* Source data *
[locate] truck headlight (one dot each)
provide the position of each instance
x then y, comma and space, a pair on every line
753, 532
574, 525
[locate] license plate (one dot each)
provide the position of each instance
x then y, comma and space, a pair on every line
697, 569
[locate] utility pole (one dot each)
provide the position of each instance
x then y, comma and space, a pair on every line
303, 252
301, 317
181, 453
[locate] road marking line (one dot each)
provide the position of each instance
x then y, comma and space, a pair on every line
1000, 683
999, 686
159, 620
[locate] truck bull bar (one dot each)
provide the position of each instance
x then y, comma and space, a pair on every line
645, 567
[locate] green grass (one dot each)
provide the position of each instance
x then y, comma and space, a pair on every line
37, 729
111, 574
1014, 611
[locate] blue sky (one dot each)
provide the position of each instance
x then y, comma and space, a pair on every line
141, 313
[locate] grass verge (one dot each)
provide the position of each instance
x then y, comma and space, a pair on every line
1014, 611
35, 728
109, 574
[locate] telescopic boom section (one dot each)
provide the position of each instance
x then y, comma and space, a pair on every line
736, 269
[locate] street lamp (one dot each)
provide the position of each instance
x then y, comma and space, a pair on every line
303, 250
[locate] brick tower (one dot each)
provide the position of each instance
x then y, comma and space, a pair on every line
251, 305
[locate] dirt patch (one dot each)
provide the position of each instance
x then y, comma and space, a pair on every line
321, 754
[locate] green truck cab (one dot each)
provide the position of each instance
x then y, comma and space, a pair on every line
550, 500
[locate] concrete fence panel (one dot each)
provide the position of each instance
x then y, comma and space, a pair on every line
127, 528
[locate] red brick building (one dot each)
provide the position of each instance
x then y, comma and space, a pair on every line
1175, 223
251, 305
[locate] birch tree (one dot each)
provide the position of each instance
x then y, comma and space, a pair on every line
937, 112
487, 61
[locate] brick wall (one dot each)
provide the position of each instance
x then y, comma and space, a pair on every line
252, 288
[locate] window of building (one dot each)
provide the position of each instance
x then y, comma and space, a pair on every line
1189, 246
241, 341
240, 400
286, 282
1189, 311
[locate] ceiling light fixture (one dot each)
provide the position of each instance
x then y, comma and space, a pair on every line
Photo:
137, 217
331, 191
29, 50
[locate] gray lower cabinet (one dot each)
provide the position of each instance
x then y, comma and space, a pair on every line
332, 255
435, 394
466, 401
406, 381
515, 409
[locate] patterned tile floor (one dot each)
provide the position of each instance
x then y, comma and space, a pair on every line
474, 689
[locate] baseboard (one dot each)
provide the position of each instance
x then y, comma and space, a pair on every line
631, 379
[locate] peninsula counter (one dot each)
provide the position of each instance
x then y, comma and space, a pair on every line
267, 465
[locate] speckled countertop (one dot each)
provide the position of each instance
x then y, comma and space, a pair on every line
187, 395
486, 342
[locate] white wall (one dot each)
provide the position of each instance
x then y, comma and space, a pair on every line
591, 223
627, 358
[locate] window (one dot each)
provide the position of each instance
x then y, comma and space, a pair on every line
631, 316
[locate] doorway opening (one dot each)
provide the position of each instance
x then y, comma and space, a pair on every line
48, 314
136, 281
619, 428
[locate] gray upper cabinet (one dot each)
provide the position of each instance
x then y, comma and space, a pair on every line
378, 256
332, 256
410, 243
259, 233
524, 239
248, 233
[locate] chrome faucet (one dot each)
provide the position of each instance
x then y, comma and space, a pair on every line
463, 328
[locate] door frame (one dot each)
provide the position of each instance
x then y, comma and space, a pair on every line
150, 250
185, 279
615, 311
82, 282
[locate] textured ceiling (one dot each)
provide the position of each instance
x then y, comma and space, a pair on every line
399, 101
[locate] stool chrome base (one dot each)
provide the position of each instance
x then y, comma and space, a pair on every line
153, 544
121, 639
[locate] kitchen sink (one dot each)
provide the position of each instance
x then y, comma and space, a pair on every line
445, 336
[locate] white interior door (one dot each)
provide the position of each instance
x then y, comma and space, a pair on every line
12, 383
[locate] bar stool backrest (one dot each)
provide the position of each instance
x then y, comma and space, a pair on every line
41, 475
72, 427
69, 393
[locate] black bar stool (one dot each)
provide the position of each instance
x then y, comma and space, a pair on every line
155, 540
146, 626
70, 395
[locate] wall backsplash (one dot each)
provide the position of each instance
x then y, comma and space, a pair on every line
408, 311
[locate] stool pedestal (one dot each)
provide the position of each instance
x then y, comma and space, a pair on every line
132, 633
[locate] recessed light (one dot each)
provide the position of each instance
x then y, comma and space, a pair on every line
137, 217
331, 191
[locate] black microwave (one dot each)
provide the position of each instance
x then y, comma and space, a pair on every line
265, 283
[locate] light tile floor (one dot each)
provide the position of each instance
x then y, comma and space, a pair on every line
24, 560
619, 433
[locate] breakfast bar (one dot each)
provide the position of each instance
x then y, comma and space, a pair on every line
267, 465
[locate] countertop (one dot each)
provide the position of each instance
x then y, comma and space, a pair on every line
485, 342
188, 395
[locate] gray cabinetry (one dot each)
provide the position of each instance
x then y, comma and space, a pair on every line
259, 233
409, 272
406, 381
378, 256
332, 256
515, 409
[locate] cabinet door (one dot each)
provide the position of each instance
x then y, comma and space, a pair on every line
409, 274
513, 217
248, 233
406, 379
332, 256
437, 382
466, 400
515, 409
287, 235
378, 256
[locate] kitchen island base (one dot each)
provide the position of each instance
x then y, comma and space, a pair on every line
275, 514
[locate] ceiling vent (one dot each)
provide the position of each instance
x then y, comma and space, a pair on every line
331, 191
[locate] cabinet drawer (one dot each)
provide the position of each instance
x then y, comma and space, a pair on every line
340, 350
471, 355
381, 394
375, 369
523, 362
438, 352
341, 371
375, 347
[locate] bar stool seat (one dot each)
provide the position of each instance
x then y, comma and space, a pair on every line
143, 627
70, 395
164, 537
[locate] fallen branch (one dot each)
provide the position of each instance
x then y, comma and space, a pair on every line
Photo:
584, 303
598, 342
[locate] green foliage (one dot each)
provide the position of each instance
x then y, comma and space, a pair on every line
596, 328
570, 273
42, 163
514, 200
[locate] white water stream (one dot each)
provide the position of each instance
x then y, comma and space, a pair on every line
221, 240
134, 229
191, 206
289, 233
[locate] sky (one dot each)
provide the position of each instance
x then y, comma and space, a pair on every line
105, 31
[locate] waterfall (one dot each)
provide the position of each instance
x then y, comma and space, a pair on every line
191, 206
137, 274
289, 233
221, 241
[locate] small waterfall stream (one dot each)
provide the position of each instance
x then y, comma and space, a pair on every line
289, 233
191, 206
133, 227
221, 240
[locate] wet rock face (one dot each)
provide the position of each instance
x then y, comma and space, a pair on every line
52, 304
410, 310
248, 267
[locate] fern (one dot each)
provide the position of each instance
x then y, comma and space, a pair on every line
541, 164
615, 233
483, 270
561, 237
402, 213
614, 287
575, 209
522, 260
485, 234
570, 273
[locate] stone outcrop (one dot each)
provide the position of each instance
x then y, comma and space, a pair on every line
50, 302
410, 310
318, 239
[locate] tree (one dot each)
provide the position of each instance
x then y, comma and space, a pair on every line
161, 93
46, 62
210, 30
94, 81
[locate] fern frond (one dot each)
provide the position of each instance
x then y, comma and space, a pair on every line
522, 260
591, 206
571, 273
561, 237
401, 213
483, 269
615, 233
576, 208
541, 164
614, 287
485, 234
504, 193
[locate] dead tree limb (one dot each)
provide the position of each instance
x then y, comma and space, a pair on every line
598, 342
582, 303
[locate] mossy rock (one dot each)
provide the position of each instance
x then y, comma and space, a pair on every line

* Objective *
Copy every one of the records above word for word, leaving nothing out.

* Result below *
[locate] truck headlight (one dot each)
provide the position of each instance
x then y, comma and space, a pair on every line
753, 532
574, 525
[locate] license plate (one dot each)
provide the position of each instance
x then y, comma and space, a pair on every line
697, 569
[locate] utility pole (one dot each)
provide the position of each instance
x then y, comma and space, a pair on every line
303, 252
301, 317
181, 453
[locate] road marking line (one dot each)
provide the position of each instance
x then y, comma and space, a pair on every line
1000, 683
999, 686
159, 620
[locate] truck bull bar (one dot each)
provide the position of each instance
x then y, comma and space, a pair on every line
645, 567
[locate] green grass (one dot each)
provide the position of each instance
x then y, comma and space, a pair on every line
37, 729
111, 574
1014, 611
[locate] blue sky (one dot each)
provide the position of each instance
x then y, comma and space, a pair on every line
141, 313
[locate] grass verge (one dot each)
provide the position of each instance
x then y, comma and space, a pair on every line
1014, 611
35, 728
109, 574
[locate] telescopic boom section (one dot each)
provide the position of each instance
x then y, comma and space, a pair on every line
736, 269
[locate] street lamp (one dot each)
provide the position of each instance
x then y, comma and space, a pair on every line
303, 250
[locate] brick tower (one dot each)
provide the position of each instance
x then y, comma and space, a pair on every line
251, 305
[locate] dirt patch (one dot each)
provide the position of each instance
x then y, comma and space, a pair on every line
321, 754
[locate] green truck cab (one dot each)
provide the position of each instance
x then y, comma and space, a pair on every line
550, 500
[locate] concrete fence panel (one dot each)
provide the position of each instance
x then y, comma and space, a pair on every line
127, 528
[locate] red brick building (one dot each)
provide the position of each instance
x then y, comma and space, a pair on every line
1175, 223
251, 305
[locate] birch tree (one dot each)
provide the position of each instance
x then y, comma and space, a pair on every line
937, 112
487, 61
[locate] brick wall (one dot each)
provide the position of each instance
x then y, comma and space, a pair on every line
252, 288
[locate] window of building (one dot each)
provide the position of each instance
x then y, comma and space, a pair on every line
1189, 246
241, 341
240, 400
286, 282
1189, 311
[locate] ceiling light fixture (one dot each)
provide the position of each instance
x then y, comma and space, a pair on every line
Photo:
137, 217
331, 191
29, 50
[locate] gray lower cabinet (one dot each)
provide the position of each instance
x then y, comma and space, a pair on every line
332, 255
435, 394
466, 401
406, 381
515, 409
[locate] patterned tile floor (one dot each)
provide the position of each instance
x then y, comma and space, a pair on every line
474, 689
[locate] baseboard (one dot each)
provide the position of each instance
x then y, comma and space, a pair on every line
631, 379
[locate] peninsula counter (one dot each)
provide the position of each instance
x then y, comma and space, a pair on every line
267, 465
[locate] speckled countertop (one dot each)
provide the position of each instance
x then y, comma and space, a pair on every line
187, 395
486, 342
[locate] white wall (one dot each)
provide the position of each instance
x then y, comma and space, a pair on every line
591, 223
627, 358
[locate] window (one dot each)
provide the position of each instance
x then y, comma and space, a pair on every line
631, 316
[locate] doorway opening (one dot each)
provide the position of each instance
x then y, comma and space, a pair on every line
48, 314
136, 281
619, 428
[locate] gray upper cabinet (one dot each)
provide the position of each instance
x then y, comma and space, a pair on every line
378, 256
332, 256
410, 243
259, 233
524, 239
248, 233
[locate] chrome faucet (one dot each)
provide the position of each instance
x then y, comma and space, a pair on every line
463, 328
[locate] door frame (one dot each)
provide the position of each instance
x then y, comma and space, a pair on every line
150, 250
185, 279
615, 311
82, 282
[locate] textured ceiling (one dot each)
provide the position of each instance
x then y, comma and space, a pair on every line
399, 101
[locate] stool chrome base (one dot each)
provide the position of each instance
x then y, comma and space, a pair on every line
153, 544
121, 639
[locate] kitchen sink (one dot each)
provide the position of each instance
x then y, comma and space, a pair on every line
445, 336
[locate] white interior door (one dot each)
provide the position of each instance
x then y, comma and space, a pair on every line
12, 383
[locate] bar stool backrest (one dot each)
provide the position of each instance
x then y, comma and space, a pair on every line
41, 475
72, 427
69, 393
[locate] black bar stool (one dot each)
provide the position of each instance
x then y, comma and space, a pair on every line
155, 540
146, 626
70, 395
[locate] wall backsplash (one dot each)
provide the position of each instance
x then y, comma and space, a pair on every line
408, 311
[locate] stool pedestal (one dot each)
provide the position of each instance
x then y, comma and space, a pair on every line
132, 633
[locate] recessed light (one dot each)
provide the position of each instance
x then y, comma and space, a pair on every line
137, 217
331, 191
[locate] black microwave (one dot each)
provide the position of each instance
x then y, comma and space, a pair on every line
265, 283
[locate] light tile floor (one dot each)
provide the position of each instance
x then y, comma and space, a pair on every line
24, 560
619, 433
[locate] breakfast bar (one dot each)
provide the position of each instance
x then y, comma and space, a pair on every line
267, 465
[locate] countertop (one dot each)
provide the position of each instance
x then y, comma and space, a pair on every line
485, 342
188, 395
[locate] gray cabinetry (one dot each)
provide the position of each instance
x then y, comma and space, a pair on every line
259, 233
409, 272
406, 381
378, 256
332, 256
515, 409
[locate] cabinet door (one dot each)
provide the position of each instance
x then y, comma and space, a pair on every line
409, 274
513, 217
248, 233
406, 379
332, 256
437, 382
466, 400
515, 409
287, 235
378, 256
[locate] kitchen island base (one dot each)
provide the position of each instance
x then y, comma and space, a pair on every line
275, 514
[locate] ceiling vent (one dot each)
provide the position of each instance
x then y, comma and space, a pair on every line
331, 191
[locate] cabinet drawer (one dot each)
provide the position of each instance
x then y, comma and space, a pair on every line
340, 350
471, 355
381, 394
375, 369
523, 362
438, 352
341, 371
375, 347
[locate] bar stool seat (one dot each)
provide the position of each instance
x then y, comma and space, a pair on every line
143, 627
70, 395
164, 537
[locate] fallen branch (one dot each)
provide the position of each instance
x then y, comma and space, a pair on every line
Photo:
584, 303
598, 342
[locate] green foliage (one dot each)
provide the position of each instance
x then y, comma and space, a pair on every line
596, 328
570, 273
42, 163
514, 200
[locate] white water stream (one dot each)
provide the position of each instance
x then y, comma and space, a pair on every line
221, 240
134, 229
191, 206
289, 233
[locate] sky (one dot each)
provide the position of each instance
x then y, comma and space, a pair on every line
105, 31
[locate] waterfall (one dot each)
provide the position of each instance
x then y, comma and space, a pair on every line
191, 206
137, 274
289, 233
221, 241
[locate] small waterfall stream (one dot each)
provide the position of each instance
x then y, comma and space, a pair on every line
289, 233
191, 206
133, 227
221, 240
[locate] wet rock face (one dot each)
provide the position of each instance
x then y, comma and space, a pair on every line
52, 304
410, 310
248, 267
[locate] fern (one dot each)
provide the position of each instance
x then y, comma and space, a pair on every line
541, 164
615, 233
483, 270
561, 237
402, 213
614, 287
575, 209
522, 260
485, 234
570, 273
[locate] stone outcrop (one dot each)
provide the position of each instance
x then y, comma and space, a pair on every line
50, 302
410, 310
318, 239
[locate] tree (one dot each)
provide the position of each instance
x then y, comma and space, a pair on every line
161, 93
46, 62
210, 30
94, 81
[locate] fern frond (one dot each)
provide the position of each instance
x then y, comma and space, a pair on every line
522, 260
591, 206
571, 273
561, 237
401, 213
483, 269
615, 233
576, 208
541, 164
614, 287
485, 234
504, 193
[locate] dead tree limb (one dot each)
provide the position of each instance
x then y, comma and space, a pair on every line
598, 342
582, 303
[locate] mossy rock (one dot each)
provide the position of each instance
x then y, comma and space, a pair on every line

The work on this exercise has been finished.